Your objective:
Arrange the lines below as a JSON list of strings, with one string per line. Omit any blank lines.

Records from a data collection
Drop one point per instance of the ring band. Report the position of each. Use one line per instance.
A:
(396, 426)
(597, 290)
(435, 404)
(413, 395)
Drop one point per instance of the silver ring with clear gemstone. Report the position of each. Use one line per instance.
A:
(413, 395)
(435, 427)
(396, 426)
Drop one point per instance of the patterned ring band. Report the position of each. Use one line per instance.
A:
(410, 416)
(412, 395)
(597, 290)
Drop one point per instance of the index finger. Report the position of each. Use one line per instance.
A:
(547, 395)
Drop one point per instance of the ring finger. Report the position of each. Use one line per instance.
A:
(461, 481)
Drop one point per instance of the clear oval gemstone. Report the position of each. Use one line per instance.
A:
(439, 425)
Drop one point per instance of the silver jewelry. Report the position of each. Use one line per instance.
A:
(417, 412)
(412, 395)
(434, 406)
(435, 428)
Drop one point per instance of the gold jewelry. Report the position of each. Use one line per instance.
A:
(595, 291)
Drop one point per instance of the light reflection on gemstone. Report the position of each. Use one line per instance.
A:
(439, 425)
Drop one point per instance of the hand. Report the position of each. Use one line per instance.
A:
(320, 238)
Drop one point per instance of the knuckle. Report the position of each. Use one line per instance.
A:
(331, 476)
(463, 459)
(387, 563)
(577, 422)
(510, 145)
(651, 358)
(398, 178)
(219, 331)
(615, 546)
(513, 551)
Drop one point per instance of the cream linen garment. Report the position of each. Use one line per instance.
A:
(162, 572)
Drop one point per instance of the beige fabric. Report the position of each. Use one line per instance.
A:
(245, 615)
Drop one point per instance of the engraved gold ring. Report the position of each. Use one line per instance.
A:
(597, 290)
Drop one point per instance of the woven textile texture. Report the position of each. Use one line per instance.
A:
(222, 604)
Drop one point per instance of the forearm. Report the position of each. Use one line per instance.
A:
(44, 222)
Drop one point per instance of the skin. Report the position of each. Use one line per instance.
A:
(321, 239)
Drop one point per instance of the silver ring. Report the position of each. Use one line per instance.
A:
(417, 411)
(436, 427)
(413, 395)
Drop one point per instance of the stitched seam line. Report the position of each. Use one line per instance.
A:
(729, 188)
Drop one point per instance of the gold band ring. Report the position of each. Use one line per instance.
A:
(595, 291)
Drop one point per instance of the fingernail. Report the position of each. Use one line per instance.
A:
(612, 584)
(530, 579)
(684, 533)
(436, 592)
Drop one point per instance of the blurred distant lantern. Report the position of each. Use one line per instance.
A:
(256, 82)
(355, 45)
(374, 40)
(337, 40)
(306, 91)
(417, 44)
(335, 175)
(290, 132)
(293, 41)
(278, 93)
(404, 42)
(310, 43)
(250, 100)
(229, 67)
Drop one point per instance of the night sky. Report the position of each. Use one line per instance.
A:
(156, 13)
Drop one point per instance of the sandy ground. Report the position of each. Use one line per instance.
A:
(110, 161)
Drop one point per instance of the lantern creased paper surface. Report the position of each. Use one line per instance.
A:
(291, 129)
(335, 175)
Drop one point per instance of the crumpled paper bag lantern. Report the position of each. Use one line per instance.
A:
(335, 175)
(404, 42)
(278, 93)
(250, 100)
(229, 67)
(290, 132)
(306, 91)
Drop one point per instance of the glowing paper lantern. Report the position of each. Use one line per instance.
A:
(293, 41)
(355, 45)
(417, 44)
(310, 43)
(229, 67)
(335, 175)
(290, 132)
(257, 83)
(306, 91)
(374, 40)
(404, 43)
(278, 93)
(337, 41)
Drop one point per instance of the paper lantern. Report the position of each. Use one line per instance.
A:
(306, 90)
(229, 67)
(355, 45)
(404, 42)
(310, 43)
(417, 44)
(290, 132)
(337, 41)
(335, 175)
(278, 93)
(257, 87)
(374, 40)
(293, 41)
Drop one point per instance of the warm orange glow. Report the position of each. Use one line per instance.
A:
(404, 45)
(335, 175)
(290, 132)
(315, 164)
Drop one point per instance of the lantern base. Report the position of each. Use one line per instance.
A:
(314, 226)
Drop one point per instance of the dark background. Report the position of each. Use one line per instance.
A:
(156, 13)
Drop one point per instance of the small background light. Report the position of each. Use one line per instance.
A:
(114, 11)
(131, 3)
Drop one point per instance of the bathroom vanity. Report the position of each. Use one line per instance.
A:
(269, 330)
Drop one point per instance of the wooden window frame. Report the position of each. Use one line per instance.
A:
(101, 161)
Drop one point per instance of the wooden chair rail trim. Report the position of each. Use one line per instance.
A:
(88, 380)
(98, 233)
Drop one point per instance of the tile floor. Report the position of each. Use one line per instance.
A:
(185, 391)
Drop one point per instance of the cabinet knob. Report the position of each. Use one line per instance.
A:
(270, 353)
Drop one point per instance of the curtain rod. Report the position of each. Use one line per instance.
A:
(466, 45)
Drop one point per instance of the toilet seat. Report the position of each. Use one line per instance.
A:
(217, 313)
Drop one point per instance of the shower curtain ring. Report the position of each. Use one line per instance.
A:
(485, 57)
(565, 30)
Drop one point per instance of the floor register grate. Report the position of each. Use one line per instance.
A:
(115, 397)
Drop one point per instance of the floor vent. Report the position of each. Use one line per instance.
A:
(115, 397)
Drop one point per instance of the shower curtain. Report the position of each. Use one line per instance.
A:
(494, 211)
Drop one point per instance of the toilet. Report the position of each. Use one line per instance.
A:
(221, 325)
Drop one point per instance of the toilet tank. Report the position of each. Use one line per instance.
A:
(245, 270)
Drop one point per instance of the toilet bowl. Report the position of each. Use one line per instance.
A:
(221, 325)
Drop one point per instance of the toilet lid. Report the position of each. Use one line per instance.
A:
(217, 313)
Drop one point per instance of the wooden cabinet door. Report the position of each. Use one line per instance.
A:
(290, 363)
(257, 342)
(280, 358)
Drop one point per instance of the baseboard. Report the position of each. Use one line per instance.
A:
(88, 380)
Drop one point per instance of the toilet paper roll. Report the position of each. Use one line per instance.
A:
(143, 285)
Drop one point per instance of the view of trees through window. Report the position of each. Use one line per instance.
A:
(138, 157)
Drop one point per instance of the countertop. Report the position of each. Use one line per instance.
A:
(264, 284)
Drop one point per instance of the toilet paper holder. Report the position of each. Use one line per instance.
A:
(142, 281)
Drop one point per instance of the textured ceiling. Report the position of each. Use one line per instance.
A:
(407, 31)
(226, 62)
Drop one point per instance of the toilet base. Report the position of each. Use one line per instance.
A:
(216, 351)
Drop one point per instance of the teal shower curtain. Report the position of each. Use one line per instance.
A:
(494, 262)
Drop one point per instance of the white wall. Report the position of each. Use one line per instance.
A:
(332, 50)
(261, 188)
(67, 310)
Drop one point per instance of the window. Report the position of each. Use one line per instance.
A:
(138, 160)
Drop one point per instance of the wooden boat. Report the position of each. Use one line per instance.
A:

Written reply:
[
  "Drop one point per instance of the ring band. Report the position of each. Use one line per instance.",
  "A:",
  "(396, 426)",
  "(597, 290)",
  "(435, 404)",
  "(413, 395)",
  "Drop one point per instance of the silver ring with clear gemstone. Report the position of each. Use one line per instance.",
  "A:",
  "(413, 395)",
  "(435, 427)",
  "(396, 426)",
  "Drop one point per instance of the patterned ring band. Report the position of each. Use one line per instance.",
  "A:",
  "(410, 416)",
  "(412, 395)",
  "(597, 290)",
  "Drop one point per instance of the index finger. Report the position of each. Use one line per instance.",
  "A:",
  "(547, 395)",
  "Drop one point per instance of the ring finger. Report the position of each. Use one line per instance.",
  "A:",
  "(461, 481)",
  "Drop one point per instance of the clear oval gemstone. Report the position of each. Use one line per instance.",
  "A:",
  "(439, 425)",
  "Drop one point per instance of the silver jewelry. Report the position of each. Use one line per instance.",
  "A:",
  "(417, 412)",
  "(412, 395)",
  "(434, 406)",
  "(435, 428)",
  "Drop one point per instance of the gold jewelry. Report the position of each. Use one line per instance.",
  "A:",
  "(595, 291)",
  "Drop one point per instance of the light reflection on gemstone. Report the position of each. Use one line per instance.",
  "A:",
  "(439, 425)",
  "Drop one point per instance of the hand. Report the position of each. Use one line per instance.",
  "A:",
  "(320, 238)",
  "Drop one point per instance of the knuckle. Report the position of each. Use one line per instance.",
  "A:",
  "(331, 476)",
  "(463, 459)",
  "(387, 563)",
  "(577, 422)",
  "(510, 145)",
  "(651, 358)",
  "(398, 178)",
  "(219, 331)",
  "(615, 546)",
  "(513, 551)",
  "Drop one point per instance of the cream linen garment. Report the position of each. Use one line per instance.",
  "A:",
  "(162, 572)",
  "Drop one point per instance of the beige fabric. Report the position of each. Use one line per instance.",
  "A:",
  "(245, 615)",
  "Drop one point per instance of the engraved gold ring. Report the position of each. Use one line per instance.",
  "A:",
  "(597, 290)",
  "Drop one point per instance of the woven textile texture. Report the position of each. Use one line per instance.",
  "A:",
  "(222, 604)",
  "Drop one point per instance of the forearm. Report the position of each. Use one line per instance.",
  "A:",
  "(44, 222)",
  "Drop one point per instance of the skin. Report the position of each. Use one line per instance.",
  "A:",
  "(321, 239)",
  "Drop one point per instance of the silver ring. Report the position of each. Use one line per instance.",
  "A:",
  "(417, 411)",
  "(436, 427)",
  "(413, 395)",
  "Drop one point per instance of the stitched seam line. Report the position of each. Use one line per instance.",
  "A:",
  "(729, 188)",
  "Drop one point per instance of the gold band ring. Report the position of each. Use one line per instance.",
  "A:",
  "(595, 291)",
  "Drop one point per instance of the fingernail. Report the position of each. Use one line per instance.",
  "A:",
  "(612, 584)",
  "(530, 579)",
  "(684, 533)",
  "(436, 592)",
  "Drop one point per instance of the blurred distant lantern. Report the position of each. Use one line per instance.",
  "A:",
  "(256, 82)",
  "(355, 45)",
  "(374, 40)",
  "(337, 40)",
  "(306, 91)",
  "(417, 44)",
  "(335, 175)",
  "(290, 132)",
  "(293, 41)",
  "(278, 93)",
  "(404, 42)",
  "(310, 43)",
  "(250, 100)",
  "(229, 67)",
  "Drop one point per instance of the night sky. Report the position of each. Use one line per instance.",
  "A:",
  "(156, 13)",
  "Drop one point per instance of the sandy ground. Report the position of each. Use one line per instance.",
  "A:",
  "(110, 161)",
  "Drop one point per instance of the lantern creased paper surface. Report the position of each. Use one line per instance.",
  "A:",
  "(291, 129)",
  "(335, 175)",
  "Drop one point per instance of the crumpled paper bag lantern. Report the position of each. Use one line per instance.",
  "A:",
  "(335, 175)",
  "(404, 42)",
  "(278, 93)",
  "(250, 100)",
  "(229, 67)",
  "(290, 132)",
  "(306, 91)",
  "Drop one point per instance of the glowing paper lantern. Report the position of each. Use one line per instance.",
  "A:",
  "(293, 41)",
  "(355, 45)",
  "(417, 44)",
  "(310, 43)",
  "(229, 67)",
  "(335, 175)",
  "(290, 132)",
  "(257, 83)",
  "(306, 91)",
  "(374, 40)",
  "(404, 43)",
  "(278, 93)",
  "(337, 41)",
  "Drop one point per instance of the paper lantern. Report the position of each. Use one line per instance.",
  "A:",
  "(306, 90)",
  "(229, 67)",
  "(355, 45)",
  "(404, 42)",
  "(310, 43)",
  "(417, 44)",
  "(290, 132)",
  "(337, 41)",
  "(335, 175)",
  "(278, 93)",
  "(257, 87)",
  "(374, 40)",
  "(293, 41)",
  "Drop one point per instance of the warm orange glow. Report the position of each. Use one line per instance.",
  "A:",
  "(404, 45)",
  "(335, 175)",
  "(290, 132)",
  "(315, 164)",
  "Drop one point per instance of the lantern base. Report the position of each. Use one line per instance.",
  "A:",
  "(314, 226)",
  "Drop one point per instance of the dark background. Report the position of each. Use one line per instance.",
  "A:",
  "(156, 13)",
  "Drop one point per instance of the small background light. Report the position of each. Use one line per instance.",
  "A:",
  "(114, 11)",
  "(131, 3)",
  "Drop one point per instance of the bathroom vanity. Report the position of each. Use one line per instance.",
  "A:",
  "(269, 330)",
  "Drop one point per instance of the wooden window frame. Report the position of each. Use one line per instance.",
  "A:",
  "(101, 161)",
  "Drop one point per instance of the wooden chair rail trim. Report the position of each. Use one line per instance.",
  "A:",
  "(88, 380)",
  "(98, 233)",
  "Drop one point per instance of the tile floor. Report the position of each. Use one line per instance.",
  "A:",
  "(185, 391)",
  "Drop one point per instance of the cabinet knob. Report the position of each. Use one line per instance.",
  "A:",
  "(270, 353)",
  "Drop one point per instance of the curtain rod. Report the position of each. Use one line per instance.",
  "A:",
  "(466, 45)",
  "Drop one point per instance of the toilet seat. Report the position of each. Use one line per instance.",
  "A:",
  "(217, 313)",
  "Drop one point per instance of the shower curtain ring. Report the position of each. Use one line per instance.",
  "A:",
  "(485, 57)",
  "(565, 30)",
  "Drop one point per instance of the floor register grate. Report the position of each. Use one line per instance.",
  "A:",
  "(115, 397)",
  "Drop one point per instance of the floor vent. Report the position of each. Use one line per instance.",
  "A:",
  "(115, 397)",
  "Drop one point per instance of the shower curtain. Report the position of each. Use one line per instance.",
  "A:",
  "(494, 211)",
  "Drop one point per instance of the toilet. Report the position of each. Use one line per instance.",
  "A:",
  "(221, 325)",
  "Drop one point per instance of the toilet tank. Report the position of each. Use one line per instance.",
  "A:",
  "(245, 270)",
  "Drop one point per instance of the toilet bowl. Report the position of each. Use one line per instance.",
  "A:",
  "(221, 325)",
  "Drop one point per instance of the toilet lid. Report the position of each. Use one line per instance.",
  "A:",
  "(217, 313)",
  "Drop one point per instance of the wooden cabinet door. Report the position of each. Use one line per instance.",
  "A:",
  "(290, 363)",
  "(257, 342)",
  "(280, 358)",
  "Drop one point per instance of the baseboard. Report the position of each. Use one line per instance.",
  "A:",
  "(88, 380)",
  "Drop one point per instance of the toilet paper roll. Report the position of each. Use one line per instance.",
  "A:",
  "(143, 285)",
  "Drop one point per instance of the view of trees through window. Report the position of each. Use one line per instance.",
  "A:",
  "(138, 157)",
  "Drop one point per instance of the countertop. Report the position of each. Use one line per instance.",
  "A:",
  "(264, 284)",
  "Drop one point per instance of the toilet paper holder. Report the position of each. Use one line per instance.",
  "A:",
  "(142, 281)",
  "Drop one point per instance of the textured ceiling. Report the position of each. Use one line per instance.",
  "A:",
  "(407, 31)",
  "(226, 62)",
  "Drop one point per instance of the toilet base. Report the position of each. Use one line per instance.",
  "A:",
  "(216, 351)",
  "Drop one point per instance of the teal shower curtain. Report the position of each. Use one line per instance.",
  "A:",
  "(494, 262)",
  "Drop one point per instance of the white wall. Report the position of each. Use one line per instance.",
  "A:",
  "(332, 50)",
  "(261, 188)",
  "(67, 310)",
  "Drop one point per instance of the window. Report the position of each. Use one line per instance.",
  "A:",
  "(138, 160)",
  "Drop one point per instance of the wooden boat. Report the position of each. Use one line per instance.",
  "A:"
]